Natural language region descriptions
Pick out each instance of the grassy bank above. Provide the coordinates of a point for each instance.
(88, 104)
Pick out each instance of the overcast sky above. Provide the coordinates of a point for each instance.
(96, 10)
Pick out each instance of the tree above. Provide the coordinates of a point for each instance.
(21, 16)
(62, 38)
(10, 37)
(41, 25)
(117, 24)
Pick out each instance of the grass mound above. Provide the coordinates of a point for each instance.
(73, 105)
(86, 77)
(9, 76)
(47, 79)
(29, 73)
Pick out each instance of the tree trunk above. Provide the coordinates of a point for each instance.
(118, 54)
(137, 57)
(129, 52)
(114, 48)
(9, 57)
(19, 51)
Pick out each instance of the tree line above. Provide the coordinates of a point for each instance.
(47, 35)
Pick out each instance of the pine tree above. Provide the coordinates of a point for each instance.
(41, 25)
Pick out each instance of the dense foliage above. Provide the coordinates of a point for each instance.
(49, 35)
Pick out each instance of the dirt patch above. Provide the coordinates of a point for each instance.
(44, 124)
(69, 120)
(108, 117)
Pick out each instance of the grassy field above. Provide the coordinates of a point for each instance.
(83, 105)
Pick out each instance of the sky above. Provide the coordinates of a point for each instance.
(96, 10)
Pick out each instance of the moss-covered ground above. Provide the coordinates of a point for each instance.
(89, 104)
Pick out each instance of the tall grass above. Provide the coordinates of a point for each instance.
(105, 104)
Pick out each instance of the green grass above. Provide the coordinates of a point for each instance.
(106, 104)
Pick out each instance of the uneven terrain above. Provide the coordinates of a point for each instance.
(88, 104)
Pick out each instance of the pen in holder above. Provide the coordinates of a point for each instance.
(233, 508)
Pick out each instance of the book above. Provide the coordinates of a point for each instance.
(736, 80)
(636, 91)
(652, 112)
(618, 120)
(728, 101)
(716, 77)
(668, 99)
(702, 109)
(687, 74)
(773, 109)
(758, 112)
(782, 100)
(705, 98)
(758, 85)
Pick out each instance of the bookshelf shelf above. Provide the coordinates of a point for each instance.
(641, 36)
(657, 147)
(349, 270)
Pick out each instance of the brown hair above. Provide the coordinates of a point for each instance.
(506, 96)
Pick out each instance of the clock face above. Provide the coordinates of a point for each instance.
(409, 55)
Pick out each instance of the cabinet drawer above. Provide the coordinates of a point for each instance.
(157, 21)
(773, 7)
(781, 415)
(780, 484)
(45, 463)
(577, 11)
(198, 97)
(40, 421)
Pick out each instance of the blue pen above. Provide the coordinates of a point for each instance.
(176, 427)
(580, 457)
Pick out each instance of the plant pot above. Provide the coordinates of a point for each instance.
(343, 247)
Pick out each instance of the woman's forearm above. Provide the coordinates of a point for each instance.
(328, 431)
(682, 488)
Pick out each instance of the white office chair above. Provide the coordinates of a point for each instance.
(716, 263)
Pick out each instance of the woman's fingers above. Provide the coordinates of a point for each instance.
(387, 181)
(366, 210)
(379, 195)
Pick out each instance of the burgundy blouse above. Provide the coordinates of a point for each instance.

◆ About this exercise ◆
Print every record above once more, exactly as written.

◆ Output for this task ◆
Pick out each instance of the grassy bank above. Provide the coordinates of a point for each instance.
(88, 104)
Pick out each instance of the overcast sky above. Provide the coordinates of a point for each instance.
(96, 10)
Pick out each instance of the tree above. Provide the coordinates of a point for each instance.
(21, 16)
(62, 38)
(10, 37)
(41, 25)
(117, 24)
Pick out each instance of the grass mound above. Provide the coordinates of a point for each instance.
(73, 105)
(86, 77)
(9, 76)
(47, 79)
(29, 73)
Pick out each instance of the tree trunk above. Provide the coordinates of a point for each instance.
(118, 54)
(137, 57)
(129, 52)
(114, 48)
(9, 57)
(19, 51)
Pick out each instance of the tree line above. Provide the coordinates of a point for each instance.
(47, 35)
Pick out each instance of the pine tree above. Provide the coordinates of a point for each instance.
(41, 25)
Pick out each instance of the dense foliage above. Provide the coordinates of a point for each instance.
(49, 35)
Pick out each instance of the dirt patch above. Provide the coordinates of a point for each instance.
(44, 124)
(69, 120)
(108, 117)
Pick out each instance of the grassy field above. Provide the coordinates of a point for each instance.
(83, 105)
Pick out each instance of the sky above. Provide the coordinates of a point for each instance.
(96, 10)
Pick out each instance of the moss-covered ground above. Provide the coordinates of a point for each instance.
(89, 104)
Pick out each instance of the tall grass above. Provide the coordinates of a point for each instance.
(105, 104)
Pick out each instance of the green grass above. Provide the coordinates of a point for each instance.
(106, 104)
Pick out each instance of the uneven terrain above. Provide the coordinates of a point for each instance.
(88, 104)
Pick out each instance of the pen in holder above. Provide the coordinates of a point for each instance.
(233, 508)
Pick out each instance of the book above. Provide the coordinates of a point for each instance.
(736, 80)
(636, 91)
(652, 112)
(618, 120)
(728, 101)
(716, 77)
(668, 99)
(702, 109)
(687, 74)
(773, 109)
(758, 112)
(782, 100)
(705, 98)
(758, 85)
Pick out each instance of the bookshelf shelf above. Provide the coordinates of a point for each instance.
(641, 36)
(657, 147)
(349, 270)
Pick out each instance of the brown hair above. Provide the coordinates of a point for each instance.
(506, 96)
Pick out each instance of the clock face above. Provide the coordinates of a point for each instance.
(409, 55)
Pick out each instance of the cabinet drawer above. Provide the coordinates of a point for each instance.
(157, 21)
(773, 7)
(781, 415)
(780, 484)
(45, 463)
(577, 11)
(198, 97)
(40, 421)
Pick out each instance of the blue pen above. Provide the coordinates of a point for each instance.
(176, 427)
(580, 457)
Pick out each instance of the plant pot above. Provide the coordinates of a point for each instance.
(343, 247)
Pick out each instance of the woman's forearm above. Provide the coordinates of a point for each instance.
(328, 431)
(682, 488)
Pick out each instance of the white office chair above. Provide the coordinates of a point for each instance.
(716, 263)
Pick out each instance of the woman's fingers above. Provide the coordinates of a point for each instance.
(387, 181)
(366, 210)
(379, 195)
Pick out each instance of the burgundy blouse above. Provide the coordinates of a point for each instance.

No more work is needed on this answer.